[Entries on locating named things]
▶
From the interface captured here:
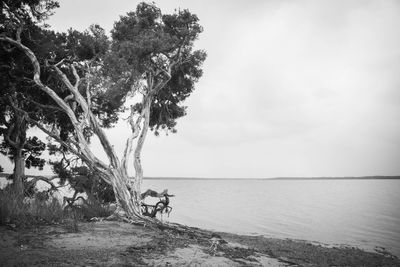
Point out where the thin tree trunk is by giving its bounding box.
[132,97,152,204]
[13,148,25,196]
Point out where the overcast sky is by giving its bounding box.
[0,0,400,178]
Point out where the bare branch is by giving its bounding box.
[71,64,81,89]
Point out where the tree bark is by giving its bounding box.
[132,96,152,204]
[13,148,25,196]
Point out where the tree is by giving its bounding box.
[0,3,206,220]
[0,1,57,195]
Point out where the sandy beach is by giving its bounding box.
[0,221,400,266]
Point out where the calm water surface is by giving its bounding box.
[143,179,400,256]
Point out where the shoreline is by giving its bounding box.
[0,221,400,266]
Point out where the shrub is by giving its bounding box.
[0,189,64,226]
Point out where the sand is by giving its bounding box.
[0,221,400,266]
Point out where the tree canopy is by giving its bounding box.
[0,0,206,219]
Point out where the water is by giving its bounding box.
[143,179,400,256]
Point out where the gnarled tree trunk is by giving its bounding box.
[13,148,25,196]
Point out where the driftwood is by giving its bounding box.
[141,189,174,218]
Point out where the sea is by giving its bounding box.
[0,178,400,257]
[143,179,400,257]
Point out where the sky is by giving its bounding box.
[1,0,400,178]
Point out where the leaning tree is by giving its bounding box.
[0,3,206,220]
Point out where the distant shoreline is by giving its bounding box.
[144,176,400,181]
[0,173,400,181]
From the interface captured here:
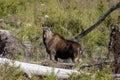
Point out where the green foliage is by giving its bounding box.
[0,0,120,80]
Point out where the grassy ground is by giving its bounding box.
[0,0,120,80]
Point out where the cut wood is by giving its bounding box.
[0,58,84,79]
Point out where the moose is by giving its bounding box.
[42,25,82,62]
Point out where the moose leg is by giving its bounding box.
[50,54,52,60]
[55,55,58,61]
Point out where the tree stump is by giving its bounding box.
[108,25,120,74]
[0,30,18,59]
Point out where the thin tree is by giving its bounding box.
[73,2,120,41]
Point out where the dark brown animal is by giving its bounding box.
[42,27,82,62]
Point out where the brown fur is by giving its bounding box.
[43,27,82,61]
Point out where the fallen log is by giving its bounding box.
[0,58,83,79]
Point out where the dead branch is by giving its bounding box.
[73,2,120,41]
[0,58,83,79]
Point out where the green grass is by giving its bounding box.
[0,0,120,80]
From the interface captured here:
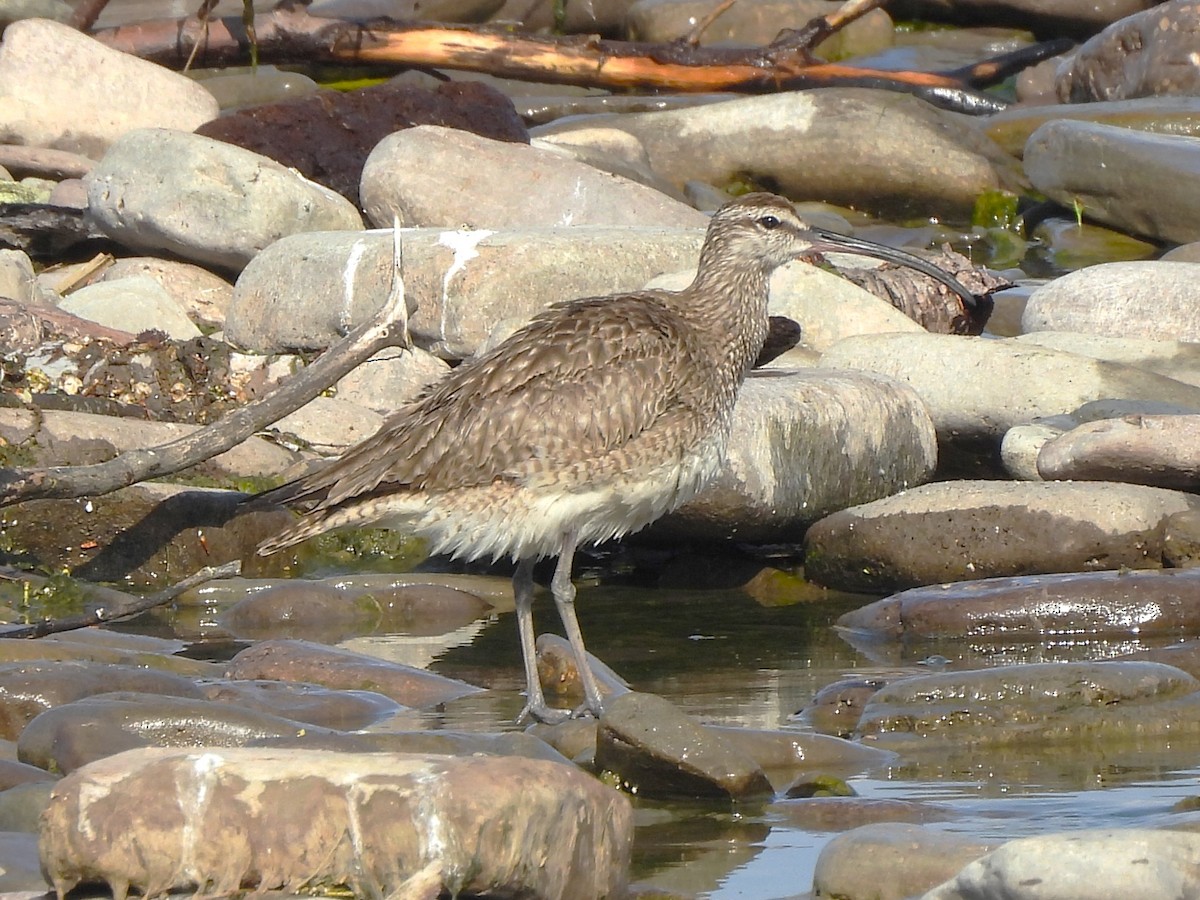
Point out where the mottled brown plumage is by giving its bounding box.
[259,193,974,720]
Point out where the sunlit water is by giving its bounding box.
[133,571,1200,900]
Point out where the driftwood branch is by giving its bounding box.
[87,0,1048,112]
[0,560,241,638]
[0,229,412,506]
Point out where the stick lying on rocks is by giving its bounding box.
[0,224,412,506]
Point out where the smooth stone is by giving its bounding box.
[625,0,893,61]
[533,88,1022,218]
[857,661,1200,754]
[59,275,200,341]
[100,257,233,330]
[0,830,47,900]
[1038,415,1200,491]
[804,481,1200,593]
[1016,331,1200,388]
[226,640,482,709]
[1057,1,1200,103]
[334,347,450,415]
[0,19,218,157]
[84,128,361,270]
[41,749,632,900]
[0,482,294,588]
[361,125,708,229]
[17,692,333,773]
[1021,262,1200,342]
[595,692,773,800]
[647,370,937,542]
[920,828,1200,900]
[838,569,1200,640]
[199,680,403,731]
[226,226,704,359]
[812,822,995,900]
[821,333,1200,439]
[252,722,568,766]
[265,397,384,456]
[0,409,296,478]
[1025,120,1200,244]
[982,97,1200,156]
[0,661,202,740]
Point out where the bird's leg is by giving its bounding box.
[550,532,604,719]
[512,559,570,725]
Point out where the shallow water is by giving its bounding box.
[136,578,1200,900]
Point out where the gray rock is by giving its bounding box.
[812,822,995,900]
[922,828,1200,900]
[59,275,200,341]
[100,257,233,329]
[1057,0,1200,103]
[858,661,1200,752]
[596,692,772,800]
[361,125,708,228]
[1025,120,1200,242]
[226,226,704,359]
[1016,331,1200,386]
[838,569,1200,641]
[649,370,937,542]
[804,481,1200,592]
[1021,262,1200,342]
[534,88,1022,218]
[0,19,217,157]
[41,749,632,900]
[625,0,893,60]
[983,97,1200,156]
[1038,415,1200,491]
[85,128,361,270]
[821,336,1200,439]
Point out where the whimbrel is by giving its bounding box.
[259,193,973,721]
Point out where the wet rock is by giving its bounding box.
[1038,415,1200,491]
[625,0,893,60]
[198,680,403,731]
[858,662,1200,752]
[85,128,361,270]
[805,481,1200,592]
[226,226,703,359]
[0,832,47,900]
[533,88,1022,218]
[227,641,482,709]
[361,125,707,229]
[1025,120,1200,242]
[17,692,316,773]
[1057,0,1200,103]
[821,333,1200,440]
[59,275,200,341]
[41,750,632,900]
[0,482,292,586]
[922,828,1200,900]
[1016,331,1200,386]
[0,19,217,157]
[983,97,1200,156]
[648,370,937,542]
[0,661,200,740]
[0,780,54,834]
[1021,262,1200,343]
[812,822,995,900]
[91,257,233,334]
[838,569,1200,640]
[794,678,887,738]
[595,692,772,800]
[196,79,529,207]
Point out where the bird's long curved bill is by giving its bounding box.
[812,228,978,310]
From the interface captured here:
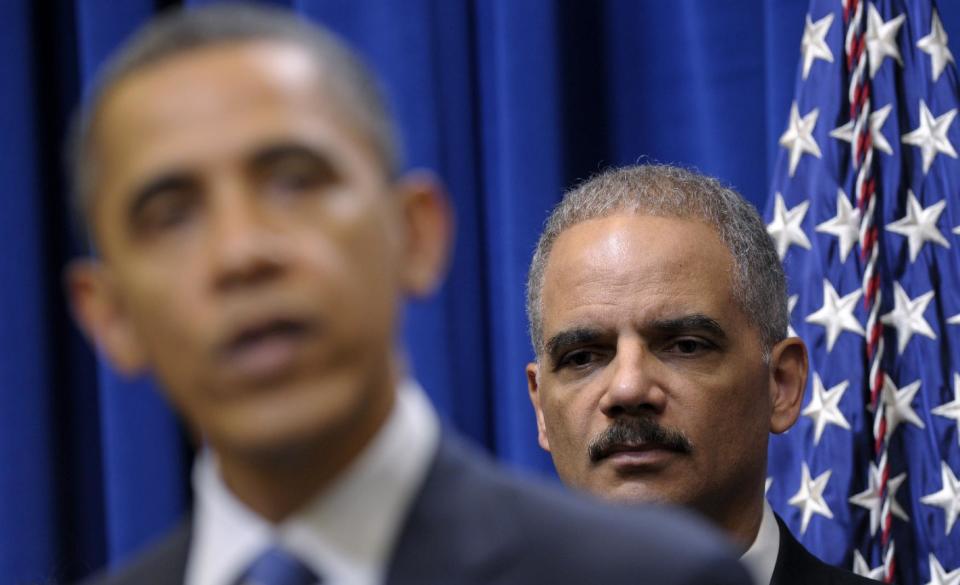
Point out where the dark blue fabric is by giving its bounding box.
[236,547,320,585]
[0,0,960,584]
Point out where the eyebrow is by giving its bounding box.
[250,141,337,176]
[648,313,727,341]
[544,327,603,356]
[544,313,727,356]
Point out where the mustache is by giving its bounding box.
[587,416,693,463]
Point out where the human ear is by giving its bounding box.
[396,171,454,297]
[65,258,146,376]
[527,362,550,452]
[769,337,808,434]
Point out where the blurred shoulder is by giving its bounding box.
[390,434,748,584]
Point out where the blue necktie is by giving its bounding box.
[237,546,322,585]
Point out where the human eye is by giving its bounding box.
[259,148,336,196]
[664,337,716,356]
[555,348,604,371]
[130,179,199,237]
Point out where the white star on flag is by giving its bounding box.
[767,193,810,260]
[900,100,957,172]
[800,12,833,79]
[920,10,954,81]
[853,550,883,581]
[850,454,910,536]
[830,104,893,154]
[887,189,950,262]
[787,462,833,535]
[880,282,937,354]
[880,374,924,438]
[801,372,850,445]
[930,373,960,444]
[816,189,860,262]
[920,461,960,535]
[807,279,864,351]
[867,4,905,77]
[780,102,821,177]
[787,295,800,337]
[927,553,960,585]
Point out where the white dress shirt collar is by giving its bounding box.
[740,499,780,585]
[186,381,440,585]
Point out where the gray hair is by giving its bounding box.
[67,3,401,230]
[527,164,789,361]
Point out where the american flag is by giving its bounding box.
[766,0,960,585]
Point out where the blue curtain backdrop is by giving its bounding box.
[0,0,960,584]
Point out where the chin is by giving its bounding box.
[587,481,683,505]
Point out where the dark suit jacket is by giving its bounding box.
[82,434,749,585]
[770,516,879,585]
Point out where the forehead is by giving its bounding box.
[543,213,736,331]
[92,41,370,210]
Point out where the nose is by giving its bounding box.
[207,182,288,291]
[600,340,666,418]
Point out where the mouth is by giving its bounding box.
[220,317,315,384]
[595,442,682,467]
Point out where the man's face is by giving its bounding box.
[73,42,436,454]
[527,214,784,518]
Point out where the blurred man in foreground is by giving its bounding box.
[527,165,870,585]
[68,6,741,585]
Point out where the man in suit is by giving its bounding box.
[67,6,746,585]
[527,165,869,585]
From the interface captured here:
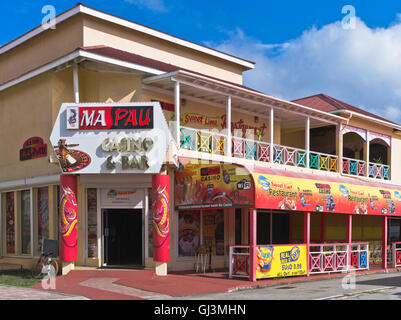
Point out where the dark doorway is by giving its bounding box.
[272,212,290,244]
[235,208,242,245]
[103,209,143,266]
[388,218,401,243]
[256,211,270,245]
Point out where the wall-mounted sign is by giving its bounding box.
[150,100,175,112]
[66,106,154,130]
[181,113,220,128]
[368,131,391,147]
[19,137,47,161]
[50,102,171,173]
[100,189,145,209]
[252,169,401,216]
[341,125,367,141]
[174,158,254,210]
[256,245,307,279]
[221,114,267,137]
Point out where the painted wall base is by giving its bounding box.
[155,261,167,276]
[61,261,75,276]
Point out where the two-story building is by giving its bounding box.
[0,4,401,280]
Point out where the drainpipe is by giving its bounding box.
[72,62,79,103]
[332,110,354,176]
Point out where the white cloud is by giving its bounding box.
[124,0,168,13]
[208,15,401,123]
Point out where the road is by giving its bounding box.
[175,272,401,300]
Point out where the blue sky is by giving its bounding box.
[0,0,401,122]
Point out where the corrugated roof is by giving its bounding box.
[292,93,399,126]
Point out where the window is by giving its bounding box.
[6,192,15,254]
[37,187,49,252]
[148,189,153,258]
[178,210,224,257]
[21,190,32,254]
[178,211,200,257]
[87,188,97,258]
[202,210,224,256]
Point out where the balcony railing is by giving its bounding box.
[368,162,390,180]
[180,127,338,172]
[342,157,366,176]
[341,157,390,180]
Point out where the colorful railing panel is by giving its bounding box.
[180,127,227,155]
[229,246,250,279]
[350,243,369,270]
[368,162,390,180]
[180,127,338,172]
[309,151,338,172]
[309,243,348,274]
[342,157,366,177]
[391,242,401,268]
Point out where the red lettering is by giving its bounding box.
[139,109,150,126]
[124,109,138,127]
[114,109,128,127]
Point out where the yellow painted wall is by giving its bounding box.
[84,16,243,84]
[0,16,83,84]
[325,214,347,242]
[280,129,305,150]
[0,72,60,181]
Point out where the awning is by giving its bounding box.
[250,168,401,216]
[175,158,401,216]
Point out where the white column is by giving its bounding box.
[365,131,370,177]
[270,107,274,163]
[305,117,310,168]
[72,62,79,103]
[226,96,232,157]
[174,82,181,147]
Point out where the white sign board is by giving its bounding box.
[50,102,171,174]
[100,189,145,209]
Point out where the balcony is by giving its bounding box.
[142,70,391,180]
[180,127,338,172]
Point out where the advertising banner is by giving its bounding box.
[152,174,170,262]
[60,175,78,261]
[50,102,171,174]
[252,172,401,215]
[100,188,145,209]
[174,159,254,210]
[256,245,307,279]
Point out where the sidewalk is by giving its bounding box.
[0,285,88,300]
[26,269,398,300]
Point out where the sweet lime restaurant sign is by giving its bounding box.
[181,113,220,128]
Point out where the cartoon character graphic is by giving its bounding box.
[256,246,274,273]
[315,203,323,212]
[258,176,270,191]
[339,184,349,198]
[297,187,311,207]
[221,165,236,184]
[54,139,91,172]
[278,198,297,210]
[354,203,368,214]
[369,194,377,210]
[325,194,336,211]
[394,191,401,202]
[178,214,199,256]
[387,199,395,213]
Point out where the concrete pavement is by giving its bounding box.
[0,285,89,300]
[0,269,401,301]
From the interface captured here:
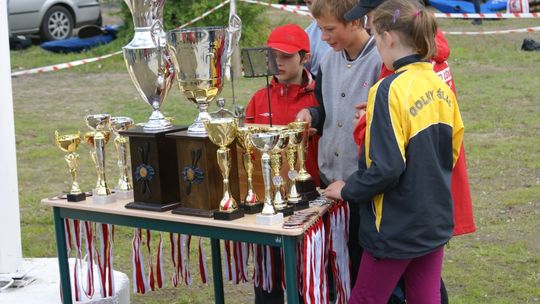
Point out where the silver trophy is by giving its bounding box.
[123,0,174,131]
[167,26,231,136]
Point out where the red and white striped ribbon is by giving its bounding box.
[131,228,148,294]
[199,237,208,284]
[443,26,540,35]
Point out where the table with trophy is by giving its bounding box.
[42,0,326,303]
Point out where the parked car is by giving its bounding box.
[7,0,101,41]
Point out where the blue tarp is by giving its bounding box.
[429,0,507,14]
[41,25,118,53]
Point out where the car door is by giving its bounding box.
[8,0,44,33]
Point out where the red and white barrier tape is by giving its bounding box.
[443,26,540,35]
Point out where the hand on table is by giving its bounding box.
[323,180,345,200]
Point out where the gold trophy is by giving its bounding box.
[203,118,244,220]
[289,121,319,204]
[286,129,309,210]
[111,116,133,199]
[269,128,294,216]
[249,132,283,225]
[236,127,263,214]
[84,114,116,204]
[54,130,86,202]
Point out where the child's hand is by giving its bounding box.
[353,102,367,126]
[323,180,345,200]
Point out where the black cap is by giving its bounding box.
[343,0,384,21]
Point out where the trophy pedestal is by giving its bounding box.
[172,207,215,218]
[124,202,180,212]
[289,200,309,211]
[92,191,116,205]
[296,179,320,203]
[214,209,244,221]
[66,192,86,202]
[255,213,283,226]
[276,205,294,216]
[240,203,264,214]
[167,131,240,217]
[119,126,186,211]
[114,189,133,199]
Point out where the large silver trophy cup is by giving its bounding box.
[167,26,231,136]
[123,0,174,131]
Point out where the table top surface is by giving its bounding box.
[41,197,329,236]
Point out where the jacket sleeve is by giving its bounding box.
[341,78,405,202]
[309,67,326,134]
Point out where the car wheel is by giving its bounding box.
[40,6,73,41]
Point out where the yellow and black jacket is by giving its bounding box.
[341,55,463,259]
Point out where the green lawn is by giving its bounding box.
[11,7,540,303]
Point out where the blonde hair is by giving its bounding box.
[373,0,437,60]
[311,0,358,24]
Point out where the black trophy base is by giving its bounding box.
[214,209,244,221]
[296,179,320,201]
[172,207,215,218]
[276,205,294,217]
[66,192,86,202]
[124,202,180,212]
[240,203,264,214]
[289,200,309,211]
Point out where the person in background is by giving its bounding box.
[325,0,464,303]
[297,0,382,288]
[306,0,331,79]
[246,24,319,303]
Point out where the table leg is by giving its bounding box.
[210,238,225,304]
[283,236,299,304]
[53,207,73,304]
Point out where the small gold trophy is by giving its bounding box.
[111,116,133,199]
[54,130,86,202]
[84,114,116,204]
[289,121,319,204]
[286,129,309,210]
[203,118,244,220]
[236,127,263,214]
[250,132,283,225]
[270,128,294,216]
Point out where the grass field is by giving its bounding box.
[11,4,540,303]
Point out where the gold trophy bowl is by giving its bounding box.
[84,114,116,204]
[288,121,319,207]
[54,130,86,202]
[203,118,244,220]
[236,126,263,214]
[111,116,133,199]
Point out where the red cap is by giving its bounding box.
[266,24,309,54]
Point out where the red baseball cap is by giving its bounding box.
[266,24,310,54]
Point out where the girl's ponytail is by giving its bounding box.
[373,0,437,60]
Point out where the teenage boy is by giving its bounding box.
[297,0,382,282]
[246,24,318,303]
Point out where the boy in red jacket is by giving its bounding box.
[246,24,319,303]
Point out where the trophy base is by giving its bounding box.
[114,189,133,199]
[92,191,116,205]
[296,179,320,201]
[289,200,309,211]
[255,213,283,226]
[276,205,294,217]
[240,203,264,214]
[172,207,215,218]
[66,192,86,202]
[124,202,180,212]
[214,209,244,221]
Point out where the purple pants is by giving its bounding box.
◀
§ Direction:
Start at the line that has "Point out where the sweet" and end after the line that has "[343,0,384,21]". Rewrite those lines of the data with "parked car" changed to "stationary car", keeping everything else the same and omitting the pictures.

§ Full answer:
Point out where the sweet lime restaurant sign is by giving its bounding box.
[181,113,220,128]
Point out where the cartoon character graphic is by giving its bounding box.
[256,246,274,273]
[315,203,323,212]
[258,176,270,191]
[339,184,349,198]
[297,187,311,207]
[221,165,236,184]
[54,139,91,172]
[278,198,297,210]
[354,203,368,214]
[369,194,377,210]
[325,194,336,211]
[394,191,401,202]
[178,214,199,256]
[387,199,395,213]
Point out where the concrete pavement is by giving its bounding box.
[0,285,89,300]
[0,269,401,301]
From the interface captured here:
Point out where the silver trophy is by giving its bounding box.
[123,0,174,131]
[167,26,231,136]
Point out where the red and white striped ribbon is by giving its bounding box.
[131,228,148,294]
[199,237,208,284]
[443,26,540,35]
Point out where the table with trophy is by giving its bounding box.
[42,0,326,303]
Point out where the stationary car is by giving its bounding box.
[7,0,101,41]
Point out where the blue tarp is by giving its bounding box.
[429,0,507,14]
[41,25,118,53]
Point out where the car door is by giving its bounding box.
[8,0,44,33]
Point out where the red and white barrier tape is by giving its bounding box.
[443,26,540,35]
Point out where the hand on table is by giving its bounding box.
[323,180,345,200]
Point out where the gold trophy is by giving its bounding box.
[203,118,244,220]
[289,121,319,204]
[286,129,309,210]
[111,116,133,199]
[269,128,294,216]
[249,132,283,225]
[236,127,263,214]
[84,114,116,204]
[54,130,86,202]
Point out where the child's hand is by giving its bounding box.
[353,102,367,126]
[323,180,345,200]
Point out where the black cap is by giving its bounding box.
[343,0,384,21]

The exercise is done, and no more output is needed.